_Task directions_.
Only lines holding the word "tree" should be copied from the material.

##### Data for this exercise #####

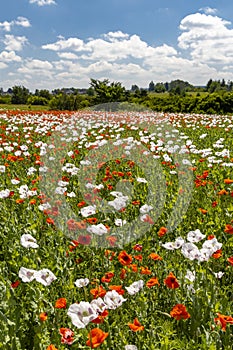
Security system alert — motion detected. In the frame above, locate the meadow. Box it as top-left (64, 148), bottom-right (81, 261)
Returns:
top-left (0, 109), bottom-right (232, 350)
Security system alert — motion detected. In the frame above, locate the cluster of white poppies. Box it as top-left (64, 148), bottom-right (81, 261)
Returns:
top-left (162, 229), bottom-right (222, 263)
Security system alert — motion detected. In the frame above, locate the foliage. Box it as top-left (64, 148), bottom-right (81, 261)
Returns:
top-left (11, 86), bottom-right (30, 104)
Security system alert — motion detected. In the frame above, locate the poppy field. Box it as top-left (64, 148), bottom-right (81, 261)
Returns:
top-left (0, 109), bottom-right (232, 350)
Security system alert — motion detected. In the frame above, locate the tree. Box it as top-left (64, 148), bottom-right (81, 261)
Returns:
top-left (154, 82), bottom-right (166, 93)
top-left (148, 81), bottom-right (155, 92)
top-left (131, 84), bottom-right (140, 92)
top-left (11, 86), bottom-right (30, 104)
top-left (90, 79), bottom-right (126, 104)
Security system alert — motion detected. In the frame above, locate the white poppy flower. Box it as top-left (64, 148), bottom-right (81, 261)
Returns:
top-left (34, 269), bottom-right (57, 286)
top-left (68, 302), bottom-right (98, 328)
top-left (20, 234), bottom-right (39, 249)
top-left (74, 278), bottom-right (89, 288)
top-left (104, 290), bottom-right (127, 309)
top-left (19, 267), bottom-right (36, 282)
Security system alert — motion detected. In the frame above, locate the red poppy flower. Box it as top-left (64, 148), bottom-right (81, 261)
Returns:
top-left (170, 304), bottom-right (190, 320)
top-left (164, 272), bottom-right (180, 289)
top-left (118, 250), bottom-right (133, 266)
top-left (146, 277), bottom-right (160, 288)
top-left (214, 313), bottom-right (233, 331)
top-left (86, 328), bottom-right (108, 348)
top-left (227, 256), bottom-right (233, 266)
top-left (78, 235), bottom-right (91, 245)
top-left (158, 226), bottom-right (168, 237)
top-left (224, 224), bottom-right (233, 234)
top-left (148, 252), bottom-right (163, 261)
top-left (90, 285), bottom-right (106, 298)
top-left (55, 298), bottom-right (67, 309)
top-left (39, 312), bottom-right (48, 322)
top-left (128, 318), bottom-right (144, 332)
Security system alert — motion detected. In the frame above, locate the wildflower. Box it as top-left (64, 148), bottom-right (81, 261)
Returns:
top-left (86, 328), bottom-right (109, 348)
top-left (34, 269), bottom-right (57, 286)
top-left (158, 226), bottom-right (167, 237)
top-left (90, 285), bottom-right (106, 298)
top-left (133, 244), bottom-right (143, 251)
top-left (19, 267), bottom-right (36, 282)
top-left (213, 271), bottom-right (224, 279)
top-left (224, 224), bottom-right (233, 234)
top-left (164, 272), bottom-right (179, 289)
top-left (187, 229), bottom-right (205, 243)
top-left (75, 278), bottom-right (90, 288)
top-left (214, 313), bottom-right (233, 331)
top-left (185, 270), bottom-right (195, 282)
top-left (128, 318), bottom-right (144, 332)
top-left (20, 234), bottom-right (39, 249)
top-left (125, 346), bottom-right (138, 350)
top-left (212, 249), bottom-right (222, 259)
top-left (87, 223), bottom-right (108, 236)
top-left (39, 312), bottom-right (48, 321)
top-left (224, 178), bottom-right (233, 184)
top-left (91, 309), bottom-right (109, 324)
top-left (148, 252), bottom-right (162, 260)
top-left (108, 285), bottom-right (125, 295)
top-left (68, 301), bottom-right (98, 328)
top-left (170, 304), bottom-right (190, 320)
top-left (125, 280), bottom-right (144, 295)
top-left (78, 235), bottom-right (91, 245)
top-left (101, 272), bottom-right (114, 283)
top-left (139, 204), bottom-right (153, 214)
top-left (181, 242), bottom-right (200, 260)
top-left (227, 256), bottom-right (233, 266)
top-left (55, 298), bottom-right (67, 309)
top-left (59, 327), bottom-right (74, 345)
top-left (146, 277), bottom-right (160, 288)
top-left (80, 205), bottom-right (96, 217)
top-left (104, 290), bottom-right (127, 309)
top-left (140, 266), bottom-right (151, 275)
top-left (46, 345), bottom-right (58, 350)
top-left (11, 280), bottom-right (20, 289)
top-left (199, 208), bottom-right (208, 214)
top-left (118, 251), bottom-right (132, 266)
top-left (141, 214), bottom-right (154, 224)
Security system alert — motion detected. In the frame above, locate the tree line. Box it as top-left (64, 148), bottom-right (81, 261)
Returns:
top-left (1, 78), bottom-right (233, 114)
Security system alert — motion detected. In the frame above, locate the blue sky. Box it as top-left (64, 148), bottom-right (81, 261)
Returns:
top-left (1, 0), bottom-right (233, 91)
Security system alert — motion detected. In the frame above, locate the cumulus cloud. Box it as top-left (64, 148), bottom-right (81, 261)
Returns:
top-left (2, 11), bottom-right (233, 90)
top-left (57, 52), bottom-right (79, 59)
top-left (0, 62), bottom-right (8, 69)
top-left (42, 37), bottom-right (86, 51)
top-left (199, 7), bottom-right (217, 15)
top-left (29, 0), bottom-right (56, 6)
top-left (178, 13), bottom-right (233, 65)
top-left (0, 17), bottom-right (31, 31)
top-left (42, 32), bottom-right (176, 62)
top-left (3, 35), bottom-right (28, 51)
top-left (0, 50), bottom-right (22, 62)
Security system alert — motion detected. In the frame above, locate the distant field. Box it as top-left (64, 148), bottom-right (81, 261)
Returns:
top-left (0, 104), bottom-right (49, 111)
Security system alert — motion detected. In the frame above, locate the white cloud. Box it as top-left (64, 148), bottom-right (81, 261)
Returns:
top-left (0, 62), bottom-right (8, 69)
top-left (15, 17), bottom-right (31, 28)
top-left (42, 37), bottom-right (86, 51)
top-left (199, 7), bottom-right (217, 15)
top-left (0, 51), bottom-right (22, 62)
top-left (4, 35), bottom-right (28, 51)
top-left (0, 17), bottom-right (31, 32)
top-left (57, 52), bottom-right (79, 59)
top-left (178, 13), bottom-right (233, 65)
top-left (29, 0), bottom-right (56, 6)
top-left (0, 21), bottom-right (12, 32)
top-left (2, 11), bottom-right (233, 91)
top-left (17, 59), bottom-right (53, 76)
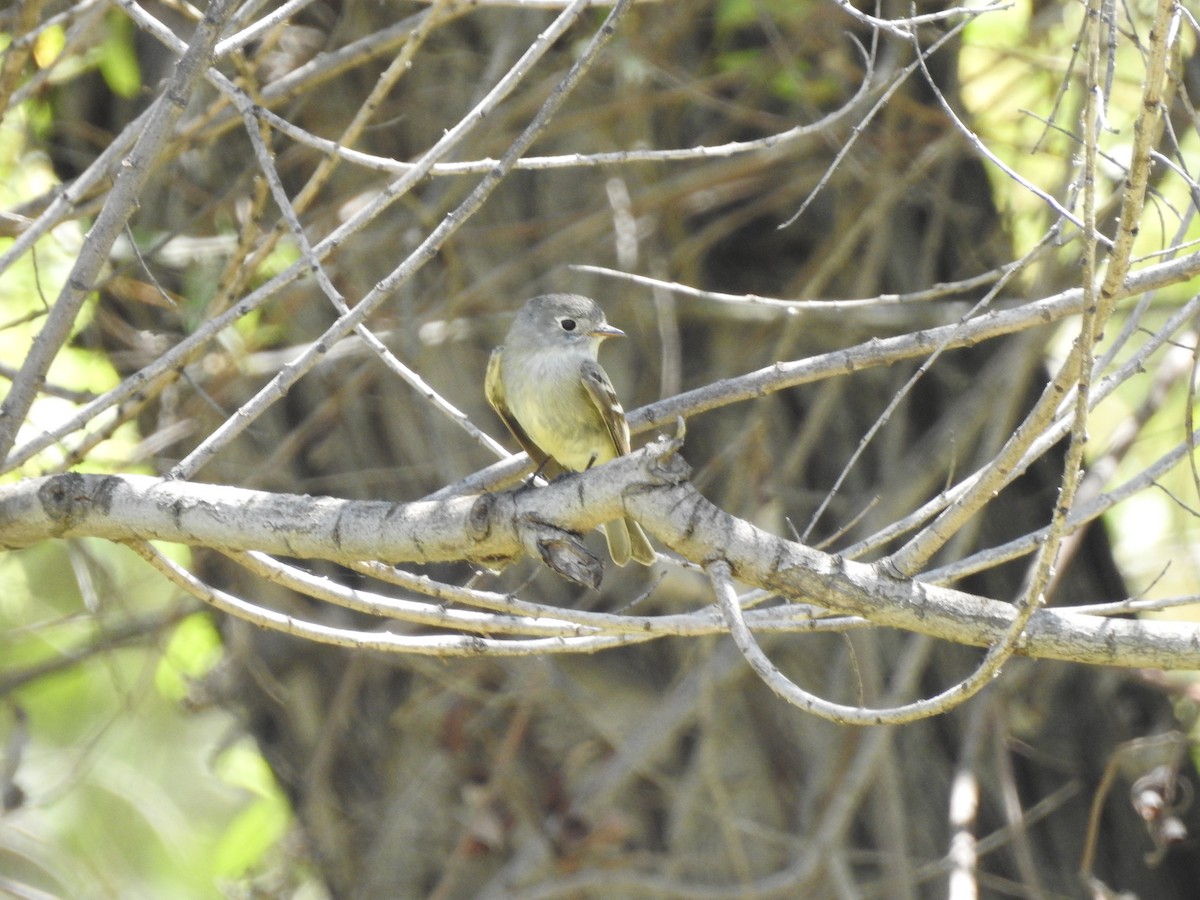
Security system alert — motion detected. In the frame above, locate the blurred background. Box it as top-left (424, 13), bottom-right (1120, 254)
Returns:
top-left (3, 1), bottom-right (1200, 896)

#####

_Exercise response_.
Security system alert — motion detected. In the frame above, locate the tree. Box it as top-left (64, 148), bottom-right (81, 261)
Security system alert — motion detected. In the frame above, locate the tree line. Box it as top-left (64, 148), bottom-right (81, 261)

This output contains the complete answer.